» TASK REQUIREMENTS
Arrange every line of the entries below as a JSON list of strings, one string per line, with blank lines left out.

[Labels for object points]
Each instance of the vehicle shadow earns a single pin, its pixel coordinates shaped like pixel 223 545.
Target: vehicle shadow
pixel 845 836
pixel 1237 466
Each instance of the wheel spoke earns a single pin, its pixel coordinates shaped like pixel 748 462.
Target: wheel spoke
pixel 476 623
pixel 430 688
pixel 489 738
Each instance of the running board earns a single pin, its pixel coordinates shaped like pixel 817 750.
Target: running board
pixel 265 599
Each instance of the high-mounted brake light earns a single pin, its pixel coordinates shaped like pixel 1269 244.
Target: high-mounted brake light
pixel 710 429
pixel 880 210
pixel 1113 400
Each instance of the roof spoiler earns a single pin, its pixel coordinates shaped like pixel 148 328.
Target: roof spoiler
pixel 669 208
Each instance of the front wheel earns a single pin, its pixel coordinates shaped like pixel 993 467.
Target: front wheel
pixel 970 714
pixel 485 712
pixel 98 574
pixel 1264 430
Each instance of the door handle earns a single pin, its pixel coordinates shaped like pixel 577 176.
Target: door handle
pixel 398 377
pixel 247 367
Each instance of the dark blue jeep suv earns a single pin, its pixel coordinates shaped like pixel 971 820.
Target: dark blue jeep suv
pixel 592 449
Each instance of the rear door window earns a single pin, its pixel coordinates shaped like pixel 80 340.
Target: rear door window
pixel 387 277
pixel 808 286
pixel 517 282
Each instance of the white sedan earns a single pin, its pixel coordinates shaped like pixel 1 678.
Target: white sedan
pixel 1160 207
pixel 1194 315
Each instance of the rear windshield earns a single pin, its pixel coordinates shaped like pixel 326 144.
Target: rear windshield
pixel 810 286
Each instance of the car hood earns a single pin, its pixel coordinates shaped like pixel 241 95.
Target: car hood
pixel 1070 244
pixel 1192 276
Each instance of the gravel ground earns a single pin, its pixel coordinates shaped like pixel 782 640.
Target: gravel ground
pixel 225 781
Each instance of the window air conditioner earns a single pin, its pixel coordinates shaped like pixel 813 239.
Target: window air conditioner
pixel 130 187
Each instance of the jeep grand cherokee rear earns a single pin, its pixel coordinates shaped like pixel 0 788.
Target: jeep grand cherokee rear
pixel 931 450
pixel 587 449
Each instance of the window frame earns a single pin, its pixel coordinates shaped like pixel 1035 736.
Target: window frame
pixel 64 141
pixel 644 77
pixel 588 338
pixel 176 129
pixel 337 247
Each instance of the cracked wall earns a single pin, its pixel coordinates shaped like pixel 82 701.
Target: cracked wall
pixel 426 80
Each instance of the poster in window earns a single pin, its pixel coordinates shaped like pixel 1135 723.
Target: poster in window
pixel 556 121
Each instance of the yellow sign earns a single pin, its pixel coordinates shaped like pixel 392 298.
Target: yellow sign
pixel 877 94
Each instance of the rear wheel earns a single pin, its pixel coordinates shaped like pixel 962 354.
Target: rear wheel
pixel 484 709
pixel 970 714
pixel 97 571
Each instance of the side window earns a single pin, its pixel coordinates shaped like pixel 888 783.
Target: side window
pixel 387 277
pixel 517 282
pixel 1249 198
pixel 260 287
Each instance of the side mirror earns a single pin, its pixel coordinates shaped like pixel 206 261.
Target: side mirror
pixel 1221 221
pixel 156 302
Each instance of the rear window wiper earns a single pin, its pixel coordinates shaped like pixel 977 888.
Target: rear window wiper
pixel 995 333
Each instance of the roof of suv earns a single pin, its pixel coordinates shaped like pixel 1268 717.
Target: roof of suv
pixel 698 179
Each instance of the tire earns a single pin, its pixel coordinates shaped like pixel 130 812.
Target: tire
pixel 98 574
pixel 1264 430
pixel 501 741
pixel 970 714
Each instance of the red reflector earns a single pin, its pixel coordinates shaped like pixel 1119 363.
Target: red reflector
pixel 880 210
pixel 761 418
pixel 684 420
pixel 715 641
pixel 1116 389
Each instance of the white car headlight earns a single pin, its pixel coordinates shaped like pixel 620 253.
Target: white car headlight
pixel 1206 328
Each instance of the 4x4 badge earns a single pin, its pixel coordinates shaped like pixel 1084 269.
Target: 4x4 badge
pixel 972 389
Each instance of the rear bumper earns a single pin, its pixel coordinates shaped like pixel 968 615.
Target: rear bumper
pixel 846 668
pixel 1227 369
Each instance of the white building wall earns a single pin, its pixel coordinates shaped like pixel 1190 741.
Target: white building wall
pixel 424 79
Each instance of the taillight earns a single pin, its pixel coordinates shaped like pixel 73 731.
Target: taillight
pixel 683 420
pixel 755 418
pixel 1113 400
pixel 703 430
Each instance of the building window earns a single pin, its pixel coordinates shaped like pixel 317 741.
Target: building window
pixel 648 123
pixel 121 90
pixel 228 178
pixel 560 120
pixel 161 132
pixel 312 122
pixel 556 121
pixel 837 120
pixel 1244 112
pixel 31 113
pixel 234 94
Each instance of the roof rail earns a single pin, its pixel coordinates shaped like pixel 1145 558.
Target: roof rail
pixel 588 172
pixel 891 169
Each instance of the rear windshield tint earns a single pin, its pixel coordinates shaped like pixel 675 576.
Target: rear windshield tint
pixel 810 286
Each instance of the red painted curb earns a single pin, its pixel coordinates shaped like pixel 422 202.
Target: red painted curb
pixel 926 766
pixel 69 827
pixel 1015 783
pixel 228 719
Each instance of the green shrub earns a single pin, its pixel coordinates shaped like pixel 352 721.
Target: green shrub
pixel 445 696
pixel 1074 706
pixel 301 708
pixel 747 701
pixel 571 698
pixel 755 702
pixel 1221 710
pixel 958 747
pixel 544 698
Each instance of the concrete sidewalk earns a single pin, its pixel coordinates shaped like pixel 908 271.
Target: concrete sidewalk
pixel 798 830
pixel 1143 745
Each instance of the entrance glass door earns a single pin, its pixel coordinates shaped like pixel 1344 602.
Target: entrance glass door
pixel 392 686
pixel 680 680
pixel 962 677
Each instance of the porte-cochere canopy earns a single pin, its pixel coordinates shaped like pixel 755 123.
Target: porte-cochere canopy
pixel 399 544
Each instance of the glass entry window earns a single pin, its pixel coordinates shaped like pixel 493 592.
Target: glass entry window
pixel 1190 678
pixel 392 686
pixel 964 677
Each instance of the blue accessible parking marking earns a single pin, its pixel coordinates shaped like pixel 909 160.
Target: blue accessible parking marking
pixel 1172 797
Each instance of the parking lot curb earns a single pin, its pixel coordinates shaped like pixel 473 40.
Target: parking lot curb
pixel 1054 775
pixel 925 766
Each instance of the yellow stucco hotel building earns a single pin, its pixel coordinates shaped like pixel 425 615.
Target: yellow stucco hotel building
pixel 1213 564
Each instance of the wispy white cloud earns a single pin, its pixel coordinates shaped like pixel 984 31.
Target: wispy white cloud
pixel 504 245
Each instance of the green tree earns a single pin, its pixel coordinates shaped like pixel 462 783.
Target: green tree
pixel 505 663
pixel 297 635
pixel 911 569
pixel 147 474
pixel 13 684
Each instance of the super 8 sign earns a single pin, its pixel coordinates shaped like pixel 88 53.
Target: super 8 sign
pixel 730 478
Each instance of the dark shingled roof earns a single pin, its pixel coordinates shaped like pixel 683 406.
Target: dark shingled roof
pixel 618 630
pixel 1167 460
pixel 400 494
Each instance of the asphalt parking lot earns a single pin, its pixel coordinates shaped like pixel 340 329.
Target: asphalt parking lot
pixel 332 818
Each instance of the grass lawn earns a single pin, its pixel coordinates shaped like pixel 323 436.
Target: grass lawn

» TASK OUTPUT
[
  "Each instance of the vehicle shadow earns a single pin, its pixel coordinates shaped like pixel 223 545.",
  "Target: vehicle shadow",
  "pixel 845 836",
  "pixel 1237 466",
  "Each instance of the wheel spoke earns a single pin, its pixel coordinates shaped like pixel 748 462.",
  "Target: wheel spoke",
  "pixel 476 623",
  "pixel 430 688",
  "pixel 489 738",
  "Each instance of the running board earns a single pin, its pixel coordinates shaped like pixel 817 750.",
  "Target: running board",
  "pixel 265 599",
  "Each instance of the high-mounted brake light earns a single pin, its pixel coordinates shaped like pixel 1269 244.",
  "Target: high-mounted brake light",
  "pixel 710 429",
  "pixel 880 210",
  "pixel 1113 400",
  "Each instance of the roof spoiler earns a single pin, its pixel coordinates shaped like pixel 148 328.",
  "Target: roof spoiler",
  "pixel 669 208",
  "Each instance of the front wheel earns a single pin, its pixel coordinates shaped like pixel 993 467.",
  "Target: front wheel",
  "pixel 970 714",
  "pixel 485 712",
  "pixel 98 574",
  "pixel 1264 430",
  "Each instance of the door handle earns a single pin, its pixel coordinates shaped like pixel 577 176.",
  "Target: door handle",
  "pixel 398 377",
  "pixel 247 367",
  "Each instance of the dark blue jeep suv earns a single pin, its pixel coordinates shaped like pixel 971 820.",
  "Target: dark blue jeep suv",
  "pixel 592 449",
  "Each instance of the rear door window earns a single pin, its pixel coordinates shaped like pixel 80 340.",
  "Target: rear door window",
  "pixel 387 277",
  "pixel 808 286",
  "pixel 517 282",
  "Each instance of the white sedan earns a single pin, its pixel coordinates shaped like pixel 1 678.",
  "Target: white sedan",
  "pixel 1160 207",
  "pixel 1194 315",
  "Each instance of the rear windshield earns a single pin, its pixel coordinates shaped like pixel 326 144.",
  "Target: rear windshield",
  "pixel 810 286",
  "Each instance of the car hood earns a single pin, its pixel coordinates shaped like pixel 241 95.",
  "Target: car hood",
  "pixel 1070 244",
  "pixel 1192 276",
  "Each instance of the gravel ground earns a single pin, its pixel coordinates shaped like pixel 782 640.",
  "Target: gravel ground",
  "pixel 225 781",
  "Each instance of the window air conditioner earns a single pin, its pixel coordinates shaped like pixel 813 239.",
  "Target: window air conditioner",
  "pixel 130 187",
  "Each instance of the jeep grand cherokee rear earns a single pin, its pixel coordinates shaped like pixel 0 788.",
  "Target: jeep grand cherokee rear",
  "pixel 931 450",
  "pixel 587 449",
  "Each instance of the window frame earns a single pin, its pixel coordinates shaped like pixel 1035 736.",
  "Target: window frame",
  "pixel 64 141",
  "pixel 644 77",
  "pixel 588 338",
  "pixel 176 129",
  "pixel 337 247",
  "Each instance of the cracked wall earns a single pin, its pixel coordinates shaped like pixel 82 701.",
  "Target: cracked wall",
  "pixel 426 80",
  "Each instance of the poster in window earns a single pin, its pixel coordinates shaped like pixel 1135 723.",
  "Target: poster in window",
  "pixel 556 121",
  "Each instance of the yellow sign earns a single pin, its pixel coordinates shaped like pixel 392 298.",
  "Target: yellow sign",
  "pixel 877 94",
  "Each instance of the rear wheel earns a single pin, its pixel coordinates shaped like pixel 962 354.",
  "Target: rear wheel",
  "pixel 484 709",
  "pixel 970 714",
  "pixel 97 571",
  "Each instance of the side window earns a single pin, its pixel coordinates shaped like pixel 888 783.",
  "Target: side window",
  "pixel 387 277",
  "pixel 517 282",
  "pixel 1249 198",
  "pixel 260 287",
  "Each instance of the side mirror earns a single pin, its pixel coordinates shaped like pixel 206 261.",
  "Target: side mirror",
  "pixel 1221 221",
  "pixel 156 302",
  "Each instance of the rear window wiper earns a single pin, its pixel coordinates shaped like pixel 977 888.",
  "Target: rear window wiper",
  "pixel 995 333",
  "Each instance of the roof of suv earns a single pin, its pixel coordinates shaped like pixel 1268 717.",
  "Target: roof of suv",
  "pixel 698 179",
  "Each instance of the tire earns a single pin, its pixel coordinates shaped like pixel 130 812.",
  "Target: tire",
  "pixel 98 574",
  "pixel 1264 430",
  "pixel 501 741",
  "pixel 970 714",
  "Each instance of the red reflector earns a single pin, its pixel coordinates shaped like pixel 1119 363.",
  "Target: red reflector",
  "pixel 880 210",
  "pixel 761 418",
  "pixel 684 420",
  "pixel 715 641",
  "pixel 1116 389",
  "Each instance of the white car headlight earns a single pin, its pixel coordinates shaped like pixel 620 253.",
  "Target: white car headlight",
  "pixel 1206 328",
  "Each instance of the 4x4 badge earns a single pin, its pixel coordinates shaped like pixel 1084 269.",
  "Target: 4x4 badge",
  "pixel 972 389",
  "Each instance of the rear bumper earns a single pin, its pixel coordinates shaped like pixel 968 615.",
  "Target: rear bumper",
  "pixel 846 668",
  "pixel 1227 369",
  "Each instance of the white building wall earns a single pin, its pixel coordinates shaped like pixel 1190 741.",
  "Target: white building wall",
  "pixel 424 79",
  "Each instance of the taillight earns a single pin, its pixel coordinates shaped like pixel 73 731.",
  "Target: taillight",
  "pixel 683 420",
  "pixel 755 418",
  "pixel 1113 400",
  "pixel 703 430",
  "Each instance of the building window earns a single pin, its pixel coordinates shaped like pixel 317 741.",
  "Target: building window",
  "pixel 648 123",
  "pixel 121 90",
  "pixel 228 178",
  "pixel 560 120",
  "pixel 161 132",
  "pixel 312 122",
  "pixel 556 121",
  "pixel 837 120",
  "pixel 1244 112",
  "pixel 31 113",
  "pixel 234 94",
  "Each instance of the roof rail earns a single pin, its pixel coordinates shaped like pixel 1145 558.",
  "Target: roof rail",
  "pixel 588 172",
  "pixel 891 169",
  "Each instance of the rear windshield tint earns a single pin, its pixel coordinates shaped like pixel 675 576.",
  "Target: rear windshield tint",
  "pixel 810 286",
  "Each instance of the red painted curb earns a single pin, its pixel coordinates shaped like pixel 422 202.",
  "Target: red painted curb",
  "pixel 926 766",
  "pixel 69 827",
  "pixel 1015 783",
  "pixel 228 719",
  "Each instance of the green shrub earns a single pin, its pixel coordinates shaped like pixel 352 721.",
  "Target: green shrub",
  "pixel 445 696",
  "pixel 1074 706",
  "pixel 301 708",
  "pixel 747 701",
  "pixel 571 698",
  "pixel 755 702",
  "pixel 1221 710",
  "pixel 958 747",
  "pixel 544 698",
  "Each instance of the concrete sidewalk earns a single pin, its pixel coordinates shaped like pixel 908 271.",
  "Target: concrete sidewalk",
  "pixel 798 830",
  "pixel 1143 745",
  "Each instance of the entrance glass door earns a single pin, its pixel coordinates shaped like pixel 1344 602.",
  "Target: entrance glass door",
  "pixel 392 686",
  "pixel 680 680",
  "pixel 962 677",
  "Each instance of the porte-cochere canopy earns a single pin, its pixel coordinates shaped like pixel 755 123.",
  "Target: porte-cochere canopy",
  "pixel 399 544",
  "Each instance of the glass entry window earns a single pin, its pixel coordinates shaped like pixel 493 592.",
  "Target: glass entry window",
  "pixel 1190 678",
  "pixel 392 686",
  "pixel 964 677",
  "Each instance of the blue accessible parking marking earns a single pin, its pixel coordinates shaped like pixel 909 160.",
  "Target: blue accessible parking marking",
  "pixel 1172 797",
  "Each instance of the parking lot curb earns a single pin, its pixel coordinates shaped like pixel 473 40.",
  "Target: parking lot curb",
  "pixel 1054 775",
  "pixel 925 766",
  "Each instance of the yellow stucco hotel building earns a single pin, its pixel coordinates shaped like pixel 425 615.",
  "Target: yellow stucco hotel building",
  "pixel 1213 564",
  "Each instance of the wispy white cloud earns a single pin, its pixel coordinates shaped like pixel 984 31.",
  "Target: wispy white cloud",
  "pixel 504 245",
  "Each instance of the green tree earns a single pin, its pixel coordinates shaped like pixel 462 783.",
  "Target: green tree",
  "pixel 505 663",
  "pixel 297 635",
  "pixel 911 569",
  "pixel 147 474",
  "pixel 13 684",
  "Each instance of the super 8 sign earns a single pin, its pixel coordinates shaped like pixel 88 53.",
  "Target: super 8 sign",
  "pixel 730 478",
  "Each instance of the dark shingled roof earns a single pin, its pixel coordinates shaped like pixel 683 406.",
  "Target: dark shingled roof",
  "pixel 618 630",
  "pixel 1167 460",
  "pixel 400 494",
  "Each instance of the asphalt parking lot earns a single pin, its pixel coordinates shaped like pixel 340 329.",
  "Target: asphalt parking lot",
  "pixel 332 818",
  "Each instance of the grass lawn earns a single pin, its pixel coordinates shaped like pixel 323 436.",
  "Target: grass lawn"
]